═══ Text segment

Comments?
Doug
MapReduce in Nutch
Doug Cutting
10 March, 2005
DRAFT
An outline of how MapReduce might be used to implement Nutch.
Note: link analysis is not yet discussed.
DATA STRUCTURES
All datastructures are NDFS directories containing <key,value> files.
1. Segment
A segment is a set of URLs and associated information, stored
together in a directory. Each sub-directory (except the index)
contains a flat file of records keyed by url. Subdiretories
include:
fetchIn: <url, <lastContentHash, lastFetchDate> >
fetchOut: <url, <status, fetchDate, contentHash> >
content: <url, <contentType, bytes, metaData> >
text: <url, <field, text>* > >
outlinks: <url, <anchor, url>* > >
inlinks: <url, <anchor>* > >
2. PageDB
The PageDB is used to crawl. Initially it is empty. Each round of
fetching updates the list of known urls and their status. The
database is a directory of flat files.
pages: <url, <status, contentHash, lastFetchDate, numFailures> >
3. LinkDB
The LinkDB is used to compute anchor text and link analysis
scores. It contains an annotated link graph.

══════
═══ Provided data

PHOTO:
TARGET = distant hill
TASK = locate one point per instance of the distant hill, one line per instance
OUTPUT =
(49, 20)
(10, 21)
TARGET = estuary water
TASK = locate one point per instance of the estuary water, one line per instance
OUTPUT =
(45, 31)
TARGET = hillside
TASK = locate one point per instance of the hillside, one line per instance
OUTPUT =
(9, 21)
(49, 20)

══════
═══ Provided data

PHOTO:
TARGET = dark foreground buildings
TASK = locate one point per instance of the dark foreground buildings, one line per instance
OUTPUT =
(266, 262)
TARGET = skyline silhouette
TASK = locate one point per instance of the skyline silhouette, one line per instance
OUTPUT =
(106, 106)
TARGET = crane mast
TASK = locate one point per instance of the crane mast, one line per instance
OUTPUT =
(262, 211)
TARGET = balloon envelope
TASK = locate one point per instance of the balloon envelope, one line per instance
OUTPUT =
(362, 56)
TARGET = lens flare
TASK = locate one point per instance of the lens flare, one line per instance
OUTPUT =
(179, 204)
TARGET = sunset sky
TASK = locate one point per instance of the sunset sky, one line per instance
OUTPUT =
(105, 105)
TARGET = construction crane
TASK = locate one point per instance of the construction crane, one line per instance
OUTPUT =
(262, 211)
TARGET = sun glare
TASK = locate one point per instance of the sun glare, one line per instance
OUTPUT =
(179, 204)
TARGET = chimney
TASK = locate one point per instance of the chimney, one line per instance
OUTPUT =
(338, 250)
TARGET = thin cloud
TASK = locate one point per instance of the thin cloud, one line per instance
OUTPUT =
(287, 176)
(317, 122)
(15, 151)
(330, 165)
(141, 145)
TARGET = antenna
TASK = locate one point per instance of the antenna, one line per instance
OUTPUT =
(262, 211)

══════

Stated goal A: In the Nutch MapReduce outline, what is the LinkDB used for, and what does it contain? Answer in one to three sentences.
Stated goal B: From the Nutch MapReduce outline, return word for word the part that begins with the words containing "Note: link analysis" and ends with "(except the index)".
Rely only on the Nutch MapReduce outline when responding.

Finished answer A: The LinkDB is used to compute anchor text and link analysis scores. It contains an annotated link graph.

Finished answer B:
Note: link analysis is not yet discussed.
DATA STRUCTURES
All datastructures are NDFS directories containing <key,value> files.
1. Segment
A segment is a set of URLs and associated information, stored
together in a directory. Each sub-directory (except the index)